### Records provided ###

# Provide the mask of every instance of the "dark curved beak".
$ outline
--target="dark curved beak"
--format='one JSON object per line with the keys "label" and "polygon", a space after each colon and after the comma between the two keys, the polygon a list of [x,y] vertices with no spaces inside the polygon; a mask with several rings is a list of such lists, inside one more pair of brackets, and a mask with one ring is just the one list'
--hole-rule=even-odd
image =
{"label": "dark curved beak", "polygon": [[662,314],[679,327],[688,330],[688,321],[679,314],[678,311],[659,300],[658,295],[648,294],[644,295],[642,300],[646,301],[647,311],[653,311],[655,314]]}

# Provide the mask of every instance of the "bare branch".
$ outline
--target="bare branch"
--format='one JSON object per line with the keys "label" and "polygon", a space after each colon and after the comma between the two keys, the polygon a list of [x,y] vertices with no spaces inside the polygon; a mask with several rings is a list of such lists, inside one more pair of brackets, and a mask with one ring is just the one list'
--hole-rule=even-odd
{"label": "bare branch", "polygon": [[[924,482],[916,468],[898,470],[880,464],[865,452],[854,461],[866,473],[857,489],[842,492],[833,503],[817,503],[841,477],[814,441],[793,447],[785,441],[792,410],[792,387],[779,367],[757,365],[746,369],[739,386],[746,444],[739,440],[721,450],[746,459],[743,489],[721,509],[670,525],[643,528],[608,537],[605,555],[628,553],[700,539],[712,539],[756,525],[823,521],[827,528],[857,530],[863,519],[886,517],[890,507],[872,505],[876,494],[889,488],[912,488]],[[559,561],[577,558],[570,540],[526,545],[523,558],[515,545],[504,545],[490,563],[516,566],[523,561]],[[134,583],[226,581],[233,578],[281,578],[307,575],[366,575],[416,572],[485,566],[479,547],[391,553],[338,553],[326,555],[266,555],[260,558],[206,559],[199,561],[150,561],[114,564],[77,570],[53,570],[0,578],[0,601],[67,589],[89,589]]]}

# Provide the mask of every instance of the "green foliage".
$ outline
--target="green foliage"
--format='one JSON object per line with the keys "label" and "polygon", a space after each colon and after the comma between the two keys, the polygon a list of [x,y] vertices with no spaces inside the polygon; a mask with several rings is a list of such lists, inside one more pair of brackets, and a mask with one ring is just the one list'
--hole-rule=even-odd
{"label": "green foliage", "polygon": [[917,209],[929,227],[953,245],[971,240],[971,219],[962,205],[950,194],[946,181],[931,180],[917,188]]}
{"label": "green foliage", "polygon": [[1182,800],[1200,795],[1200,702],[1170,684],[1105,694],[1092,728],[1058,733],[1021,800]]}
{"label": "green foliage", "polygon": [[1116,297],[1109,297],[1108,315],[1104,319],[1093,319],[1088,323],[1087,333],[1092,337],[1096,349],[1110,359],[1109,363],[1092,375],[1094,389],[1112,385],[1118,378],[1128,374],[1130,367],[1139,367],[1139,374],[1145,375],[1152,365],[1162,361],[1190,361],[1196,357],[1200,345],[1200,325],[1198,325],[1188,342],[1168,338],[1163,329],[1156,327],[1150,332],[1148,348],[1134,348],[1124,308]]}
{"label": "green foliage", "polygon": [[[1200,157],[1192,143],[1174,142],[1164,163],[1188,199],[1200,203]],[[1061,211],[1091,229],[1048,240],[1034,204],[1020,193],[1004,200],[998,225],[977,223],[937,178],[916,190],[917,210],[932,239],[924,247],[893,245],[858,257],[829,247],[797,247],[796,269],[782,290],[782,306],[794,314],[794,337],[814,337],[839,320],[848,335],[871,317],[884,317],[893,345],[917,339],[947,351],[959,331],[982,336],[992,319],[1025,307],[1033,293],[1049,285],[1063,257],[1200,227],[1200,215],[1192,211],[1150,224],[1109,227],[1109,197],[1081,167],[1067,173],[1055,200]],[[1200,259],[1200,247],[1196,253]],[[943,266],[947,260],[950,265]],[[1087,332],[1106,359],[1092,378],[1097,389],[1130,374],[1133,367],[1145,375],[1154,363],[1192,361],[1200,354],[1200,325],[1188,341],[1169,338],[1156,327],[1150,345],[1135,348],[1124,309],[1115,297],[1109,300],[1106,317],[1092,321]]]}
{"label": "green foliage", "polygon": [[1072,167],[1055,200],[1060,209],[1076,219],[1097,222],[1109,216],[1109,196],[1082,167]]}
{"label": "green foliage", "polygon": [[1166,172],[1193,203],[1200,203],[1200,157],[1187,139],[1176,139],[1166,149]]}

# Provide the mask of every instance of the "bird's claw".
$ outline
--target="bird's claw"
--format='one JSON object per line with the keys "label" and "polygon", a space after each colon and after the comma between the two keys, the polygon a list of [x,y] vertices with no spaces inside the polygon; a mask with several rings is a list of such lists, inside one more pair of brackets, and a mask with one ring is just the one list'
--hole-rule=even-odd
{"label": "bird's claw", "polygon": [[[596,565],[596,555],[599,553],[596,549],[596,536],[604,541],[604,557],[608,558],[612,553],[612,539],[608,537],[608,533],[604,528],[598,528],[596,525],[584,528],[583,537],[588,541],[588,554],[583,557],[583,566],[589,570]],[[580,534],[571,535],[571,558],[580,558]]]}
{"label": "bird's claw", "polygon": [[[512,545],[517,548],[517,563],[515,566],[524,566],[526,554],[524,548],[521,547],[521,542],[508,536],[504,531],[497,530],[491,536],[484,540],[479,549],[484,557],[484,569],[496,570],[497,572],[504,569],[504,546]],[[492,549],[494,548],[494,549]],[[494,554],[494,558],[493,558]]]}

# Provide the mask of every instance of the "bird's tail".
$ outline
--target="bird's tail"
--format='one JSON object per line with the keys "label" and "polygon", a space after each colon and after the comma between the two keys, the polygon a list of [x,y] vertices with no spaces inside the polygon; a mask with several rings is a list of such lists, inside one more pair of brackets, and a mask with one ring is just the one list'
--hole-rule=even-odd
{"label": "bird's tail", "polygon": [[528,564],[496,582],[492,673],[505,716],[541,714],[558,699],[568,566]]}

###
### Records provided ###

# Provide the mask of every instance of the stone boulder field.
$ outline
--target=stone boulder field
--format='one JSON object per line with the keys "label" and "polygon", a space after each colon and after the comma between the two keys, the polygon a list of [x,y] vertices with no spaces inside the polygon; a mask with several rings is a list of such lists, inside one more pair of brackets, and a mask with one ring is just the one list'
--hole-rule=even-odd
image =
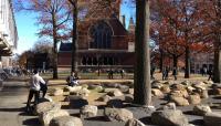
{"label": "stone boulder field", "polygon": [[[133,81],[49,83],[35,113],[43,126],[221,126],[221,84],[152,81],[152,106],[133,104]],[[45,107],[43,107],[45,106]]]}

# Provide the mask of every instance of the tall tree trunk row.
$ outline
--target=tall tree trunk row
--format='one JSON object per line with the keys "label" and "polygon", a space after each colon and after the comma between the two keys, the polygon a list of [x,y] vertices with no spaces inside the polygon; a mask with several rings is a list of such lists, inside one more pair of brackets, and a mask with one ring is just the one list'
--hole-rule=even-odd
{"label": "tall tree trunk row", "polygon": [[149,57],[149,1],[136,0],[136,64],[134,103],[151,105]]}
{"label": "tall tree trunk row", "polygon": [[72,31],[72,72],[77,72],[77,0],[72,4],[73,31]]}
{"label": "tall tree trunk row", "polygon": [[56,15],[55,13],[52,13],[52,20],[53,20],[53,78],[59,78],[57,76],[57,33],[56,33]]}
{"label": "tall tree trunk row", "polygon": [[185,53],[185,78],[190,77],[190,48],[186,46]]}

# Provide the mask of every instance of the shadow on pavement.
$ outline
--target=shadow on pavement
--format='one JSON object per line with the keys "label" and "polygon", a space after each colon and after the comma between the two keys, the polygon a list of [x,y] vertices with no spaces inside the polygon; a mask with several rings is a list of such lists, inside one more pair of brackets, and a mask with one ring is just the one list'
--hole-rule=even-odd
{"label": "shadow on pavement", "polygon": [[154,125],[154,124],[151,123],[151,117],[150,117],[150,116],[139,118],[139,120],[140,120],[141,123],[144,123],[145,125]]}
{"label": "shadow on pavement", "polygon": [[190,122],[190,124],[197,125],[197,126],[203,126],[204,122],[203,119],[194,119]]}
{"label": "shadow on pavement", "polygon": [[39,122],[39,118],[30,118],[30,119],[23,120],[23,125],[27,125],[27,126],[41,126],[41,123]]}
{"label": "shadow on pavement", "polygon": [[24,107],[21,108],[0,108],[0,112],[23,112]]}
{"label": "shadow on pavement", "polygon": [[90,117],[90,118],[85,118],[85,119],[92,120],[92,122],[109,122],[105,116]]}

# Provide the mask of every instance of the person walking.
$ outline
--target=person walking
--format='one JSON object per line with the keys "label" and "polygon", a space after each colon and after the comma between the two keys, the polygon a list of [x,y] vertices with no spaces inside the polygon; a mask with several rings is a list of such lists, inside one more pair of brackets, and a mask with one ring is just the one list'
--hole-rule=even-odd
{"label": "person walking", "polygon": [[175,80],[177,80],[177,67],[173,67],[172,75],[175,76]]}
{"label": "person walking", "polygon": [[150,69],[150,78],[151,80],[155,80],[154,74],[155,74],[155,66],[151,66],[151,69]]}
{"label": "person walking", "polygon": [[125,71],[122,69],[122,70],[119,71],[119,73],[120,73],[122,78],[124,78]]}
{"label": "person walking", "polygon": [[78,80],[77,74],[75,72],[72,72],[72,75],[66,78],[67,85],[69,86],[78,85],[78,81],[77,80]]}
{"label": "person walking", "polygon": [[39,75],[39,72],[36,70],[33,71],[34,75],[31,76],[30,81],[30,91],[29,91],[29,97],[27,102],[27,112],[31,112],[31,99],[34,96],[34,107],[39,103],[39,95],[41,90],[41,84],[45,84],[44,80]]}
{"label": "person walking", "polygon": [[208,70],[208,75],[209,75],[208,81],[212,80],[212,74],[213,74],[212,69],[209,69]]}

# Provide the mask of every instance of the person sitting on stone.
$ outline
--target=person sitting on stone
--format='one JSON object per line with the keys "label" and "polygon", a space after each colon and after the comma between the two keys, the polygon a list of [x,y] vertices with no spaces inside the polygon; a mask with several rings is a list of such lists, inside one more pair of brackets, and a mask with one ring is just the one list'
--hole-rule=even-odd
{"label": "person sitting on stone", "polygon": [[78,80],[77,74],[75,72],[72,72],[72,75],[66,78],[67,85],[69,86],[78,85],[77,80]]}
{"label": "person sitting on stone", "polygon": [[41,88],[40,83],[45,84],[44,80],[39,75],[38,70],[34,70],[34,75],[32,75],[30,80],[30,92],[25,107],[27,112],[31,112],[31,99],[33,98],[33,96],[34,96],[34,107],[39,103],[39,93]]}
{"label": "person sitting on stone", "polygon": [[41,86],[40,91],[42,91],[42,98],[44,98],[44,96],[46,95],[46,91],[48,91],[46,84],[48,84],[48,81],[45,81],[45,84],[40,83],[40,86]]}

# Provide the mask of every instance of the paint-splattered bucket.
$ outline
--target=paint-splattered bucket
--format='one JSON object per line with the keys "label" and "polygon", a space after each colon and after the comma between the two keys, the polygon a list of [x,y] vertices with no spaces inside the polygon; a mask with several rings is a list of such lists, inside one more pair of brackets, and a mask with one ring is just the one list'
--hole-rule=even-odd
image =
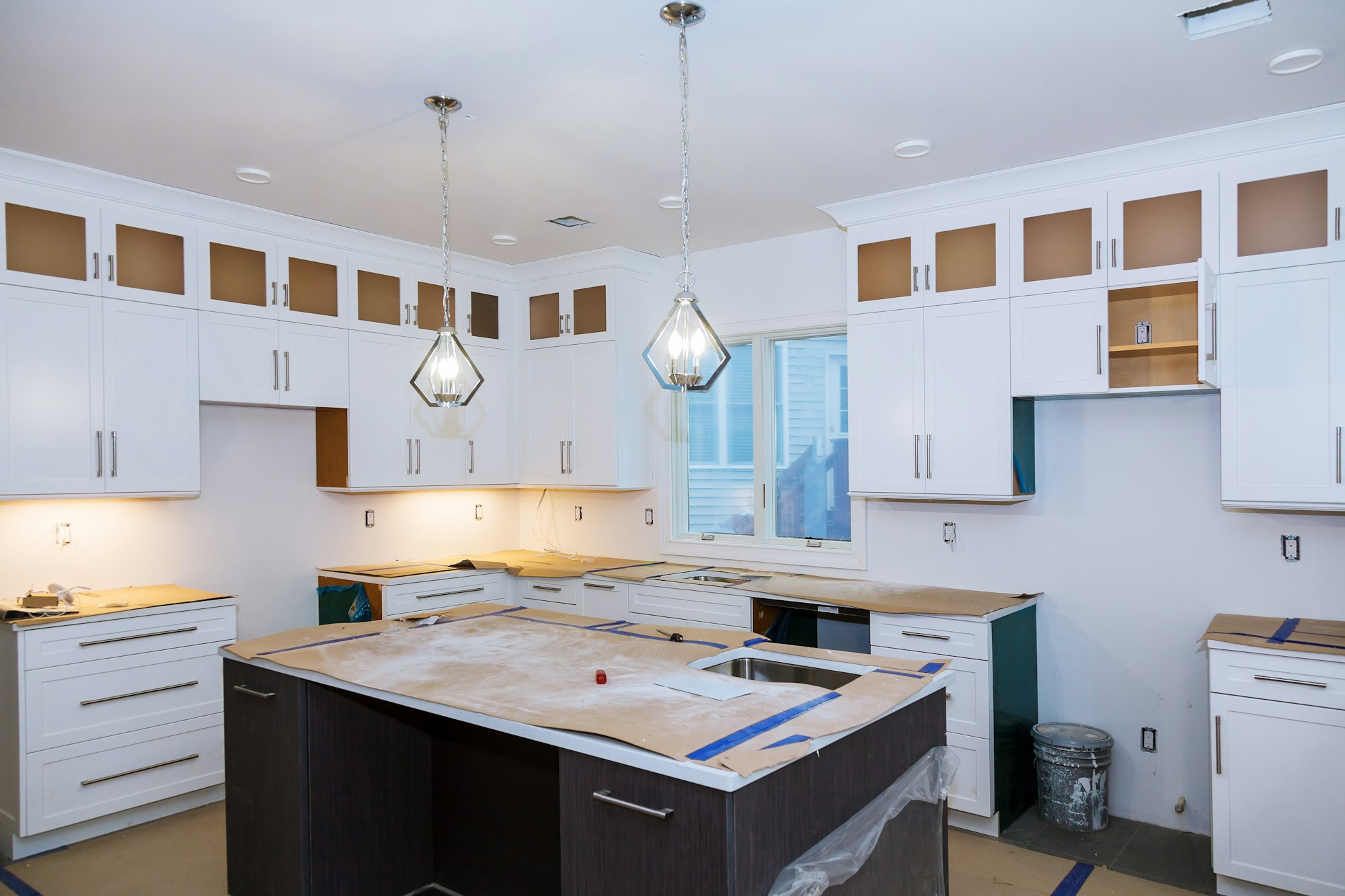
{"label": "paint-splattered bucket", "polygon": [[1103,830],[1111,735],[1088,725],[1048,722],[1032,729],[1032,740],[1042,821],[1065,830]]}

###
### Records provided ###

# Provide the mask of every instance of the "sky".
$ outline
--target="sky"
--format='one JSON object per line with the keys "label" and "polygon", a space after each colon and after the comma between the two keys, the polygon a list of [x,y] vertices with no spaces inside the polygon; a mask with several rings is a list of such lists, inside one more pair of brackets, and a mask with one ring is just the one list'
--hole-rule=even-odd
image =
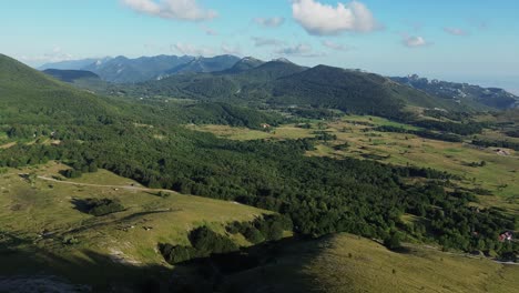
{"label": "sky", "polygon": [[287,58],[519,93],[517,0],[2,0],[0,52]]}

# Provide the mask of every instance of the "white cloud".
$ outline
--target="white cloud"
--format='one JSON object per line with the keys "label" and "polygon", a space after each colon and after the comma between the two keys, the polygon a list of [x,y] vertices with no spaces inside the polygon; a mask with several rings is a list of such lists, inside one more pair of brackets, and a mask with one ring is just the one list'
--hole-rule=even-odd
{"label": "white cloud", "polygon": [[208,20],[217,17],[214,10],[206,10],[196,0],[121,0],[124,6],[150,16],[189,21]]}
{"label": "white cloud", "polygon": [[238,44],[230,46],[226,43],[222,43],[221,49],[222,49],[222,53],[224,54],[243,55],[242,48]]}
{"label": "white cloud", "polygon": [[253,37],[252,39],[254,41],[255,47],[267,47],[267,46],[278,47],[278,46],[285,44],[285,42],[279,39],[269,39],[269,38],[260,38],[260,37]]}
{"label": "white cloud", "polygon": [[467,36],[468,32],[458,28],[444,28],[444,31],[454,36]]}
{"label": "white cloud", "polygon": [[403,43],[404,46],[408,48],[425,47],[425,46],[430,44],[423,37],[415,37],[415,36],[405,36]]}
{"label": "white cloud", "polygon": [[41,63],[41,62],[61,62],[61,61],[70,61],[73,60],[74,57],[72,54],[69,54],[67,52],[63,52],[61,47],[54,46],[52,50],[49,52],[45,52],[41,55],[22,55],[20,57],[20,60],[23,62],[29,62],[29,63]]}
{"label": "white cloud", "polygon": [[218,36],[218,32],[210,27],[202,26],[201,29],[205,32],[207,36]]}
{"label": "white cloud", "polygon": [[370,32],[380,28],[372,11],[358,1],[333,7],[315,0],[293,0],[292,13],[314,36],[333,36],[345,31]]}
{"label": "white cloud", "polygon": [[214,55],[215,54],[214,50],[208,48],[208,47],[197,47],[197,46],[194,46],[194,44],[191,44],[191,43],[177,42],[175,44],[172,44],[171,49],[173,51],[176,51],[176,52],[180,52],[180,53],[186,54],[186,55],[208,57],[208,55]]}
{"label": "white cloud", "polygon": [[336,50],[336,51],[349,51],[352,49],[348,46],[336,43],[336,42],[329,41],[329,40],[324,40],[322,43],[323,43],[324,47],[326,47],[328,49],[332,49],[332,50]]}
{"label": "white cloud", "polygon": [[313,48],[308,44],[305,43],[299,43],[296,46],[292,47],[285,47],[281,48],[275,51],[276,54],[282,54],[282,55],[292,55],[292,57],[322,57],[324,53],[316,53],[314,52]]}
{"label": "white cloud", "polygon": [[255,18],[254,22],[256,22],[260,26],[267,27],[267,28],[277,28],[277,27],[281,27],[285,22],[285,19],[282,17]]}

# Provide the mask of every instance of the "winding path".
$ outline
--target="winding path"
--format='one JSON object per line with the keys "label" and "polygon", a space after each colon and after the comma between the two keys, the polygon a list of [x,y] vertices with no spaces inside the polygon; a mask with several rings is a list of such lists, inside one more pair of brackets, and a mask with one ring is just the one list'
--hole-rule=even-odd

###

## Directive
Copy out everything in the material from the line containing "# Provide the mask of every instance of the shadow" down to the line containing "--target=shadow on pavement", both of those lines included, without changing anything.

## Response
# Provide the mask of every instance of the shadow on pavement.
$ outline
--target=shadow on pavement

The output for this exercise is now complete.